**Selected passage**
After implement this, everything finally worked! The hacky workarounds left me feeling a little dirty, my relief and satisfaction were enough to squash that. If you’re interested, you can find all of this code and a few other SVG-related functions in /js/svg-container.js.

HTML5 Media Events – .cancelable?

I’ve recently been trying to track down a bug related to permalinks in Slide-Drive. They usually work fine, jumping to the right point in the presentation as soon as the document is loaded. However, it would occasionally jump right back to the beginning after jumping to the correct time. Removing MediaElementPlayer fixed the bug, but I haven’t been able to narrow it down any further and have difficulty even reproducing it reliably.

My current goal is to have a working demo, not an entirely polished product, so after fighting with this for a while I decided to just try to find a workaround. I could see that a timeupdate event was being fired each time the audio would jump back. Inspecting the event, I noticed that its .cancelable property was true.

Stored records:
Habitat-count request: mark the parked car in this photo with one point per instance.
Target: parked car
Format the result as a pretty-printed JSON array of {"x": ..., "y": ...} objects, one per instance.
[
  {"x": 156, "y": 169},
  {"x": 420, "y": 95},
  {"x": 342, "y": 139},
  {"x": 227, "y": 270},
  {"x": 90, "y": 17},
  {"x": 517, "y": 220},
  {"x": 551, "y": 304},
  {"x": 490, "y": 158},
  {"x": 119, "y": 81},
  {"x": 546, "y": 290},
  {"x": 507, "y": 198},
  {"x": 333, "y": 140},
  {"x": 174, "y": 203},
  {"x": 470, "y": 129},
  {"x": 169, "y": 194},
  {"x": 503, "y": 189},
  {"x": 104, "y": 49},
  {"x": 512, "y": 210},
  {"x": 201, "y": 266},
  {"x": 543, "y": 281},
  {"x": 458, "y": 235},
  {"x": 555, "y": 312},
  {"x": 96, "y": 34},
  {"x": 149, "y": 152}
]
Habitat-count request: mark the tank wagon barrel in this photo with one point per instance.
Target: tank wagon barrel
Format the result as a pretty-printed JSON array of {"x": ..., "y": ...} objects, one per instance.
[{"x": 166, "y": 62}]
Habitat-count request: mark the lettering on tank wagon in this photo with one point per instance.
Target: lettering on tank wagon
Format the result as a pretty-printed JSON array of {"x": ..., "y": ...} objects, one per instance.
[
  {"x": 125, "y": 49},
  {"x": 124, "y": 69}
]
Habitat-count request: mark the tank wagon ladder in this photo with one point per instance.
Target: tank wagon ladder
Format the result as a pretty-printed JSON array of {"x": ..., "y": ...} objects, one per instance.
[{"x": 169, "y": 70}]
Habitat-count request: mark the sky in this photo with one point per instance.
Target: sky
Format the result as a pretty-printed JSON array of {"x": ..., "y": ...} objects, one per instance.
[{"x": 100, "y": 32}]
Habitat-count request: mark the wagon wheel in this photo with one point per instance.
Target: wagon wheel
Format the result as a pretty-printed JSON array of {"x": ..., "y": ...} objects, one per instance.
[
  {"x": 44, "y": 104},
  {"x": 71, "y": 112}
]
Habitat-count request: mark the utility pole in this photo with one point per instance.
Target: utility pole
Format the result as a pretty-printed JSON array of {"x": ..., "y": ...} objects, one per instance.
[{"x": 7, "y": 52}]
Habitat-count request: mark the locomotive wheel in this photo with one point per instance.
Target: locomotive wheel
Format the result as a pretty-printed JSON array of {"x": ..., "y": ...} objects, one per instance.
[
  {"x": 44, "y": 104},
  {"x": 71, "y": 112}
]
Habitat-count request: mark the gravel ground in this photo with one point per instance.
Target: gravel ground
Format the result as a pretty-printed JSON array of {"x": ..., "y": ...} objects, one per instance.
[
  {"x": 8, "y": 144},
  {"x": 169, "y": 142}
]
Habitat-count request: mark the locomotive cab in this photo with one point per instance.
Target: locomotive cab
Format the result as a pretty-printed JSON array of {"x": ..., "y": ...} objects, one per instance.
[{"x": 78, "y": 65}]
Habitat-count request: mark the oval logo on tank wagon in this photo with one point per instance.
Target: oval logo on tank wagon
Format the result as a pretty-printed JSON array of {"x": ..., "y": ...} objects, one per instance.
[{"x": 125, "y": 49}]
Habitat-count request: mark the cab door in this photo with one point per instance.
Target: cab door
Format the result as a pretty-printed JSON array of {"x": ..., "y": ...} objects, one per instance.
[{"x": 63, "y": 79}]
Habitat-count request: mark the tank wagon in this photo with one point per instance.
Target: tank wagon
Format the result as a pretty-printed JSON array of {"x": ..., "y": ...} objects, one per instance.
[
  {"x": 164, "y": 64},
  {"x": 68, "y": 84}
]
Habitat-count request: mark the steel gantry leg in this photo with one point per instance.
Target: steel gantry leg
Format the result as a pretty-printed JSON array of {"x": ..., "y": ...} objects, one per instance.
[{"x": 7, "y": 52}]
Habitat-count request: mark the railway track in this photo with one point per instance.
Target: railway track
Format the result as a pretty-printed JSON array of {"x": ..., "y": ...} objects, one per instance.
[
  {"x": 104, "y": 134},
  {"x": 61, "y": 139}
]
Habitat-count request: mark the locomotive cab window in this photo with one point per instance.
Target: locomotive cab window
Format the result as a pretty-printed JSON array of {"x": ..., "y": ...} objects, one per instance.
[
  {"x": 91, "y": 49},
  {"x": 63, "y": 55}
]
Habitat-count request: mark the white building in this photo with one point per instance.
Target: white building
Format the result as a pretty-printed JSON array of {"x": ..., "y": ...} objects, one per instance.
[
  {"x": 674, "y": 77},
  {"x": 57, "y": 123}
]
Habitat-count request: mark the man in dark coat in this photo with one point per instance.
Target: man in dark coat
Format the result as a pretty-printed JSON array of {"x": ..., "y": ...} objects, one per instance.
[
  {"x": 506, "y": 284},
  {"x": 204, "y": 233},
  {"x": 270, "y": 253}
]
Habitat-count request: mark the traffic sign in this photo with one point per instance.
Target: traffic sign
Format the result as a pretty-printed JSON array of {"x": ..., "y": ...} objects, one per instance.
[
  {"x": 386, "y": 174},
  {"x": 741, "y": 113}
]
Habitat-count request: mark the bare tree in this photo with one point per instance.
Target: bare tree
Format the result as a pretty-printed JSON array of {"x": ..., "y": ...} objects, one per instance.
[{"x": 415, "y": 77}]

**Stated exercise 1**
Answer these questions about the Slide-Drive post:
(a) Which file holds the code and a few other SVG-related functions?
(b) What did the writer remove to fix the permalink bug?
(c) Which property of the timeupdate event did the writer find set to true?
**Stated exercise 2**
Go on with the Slide-Drive post on HTML5 media events, picking up after its last sentence.

**Reply 1**
(a) /js/svg-container.js
(b) MediaElementPlayer
(c) .cancelable

**Reply 2**
Great! I’ll just add a handler to cancel any timeupdate events that try to move to time 0 within a short time of the page loading. It’s ugly, but it should serve well enough for my demo, right?

Wrong. I tried this but it had no effect. My handler would run and call .cancelDefault(), but nothing would happen. I threw in .stopPropagation() and return false; on the chance that it would help, but to no avail.

Frustrated, I consulted the specification for HTML5 media elements and events. Most of the events it specified, including timeupdate, were described as “simple events”. It described a “simple event” as an event… (emphasis mine)

…which does not bubble (except where otherwise stated) and is not cancelable (except where otherwise stated), and which uses the Event interface

As it happens, it is not otherwise stated that timeupdate should be cancelable, so it should not be. Upon reflection, this is reasonable: cancelling a direct navigation to a specific time makes sense, but timeupdate is also fired at intervals while the video is playing normally. What would it mean to cancel one of those? Perhaps pause the video and rewind to the time of the last timeupdate event? Something could be defined, but there isn’t an obvious interpretation.

So, why was the event marked as .cancelable?

I experimented with some other “simple events” on HTML5 media: play, playing, pause, seeking, seeked. None of them were specified as cancelable in the specification and none of them responded to .preventDefault(), but all of them were marked as .cancelable. This behaviour was the same in Firefox, Chrome, Safari and Opera.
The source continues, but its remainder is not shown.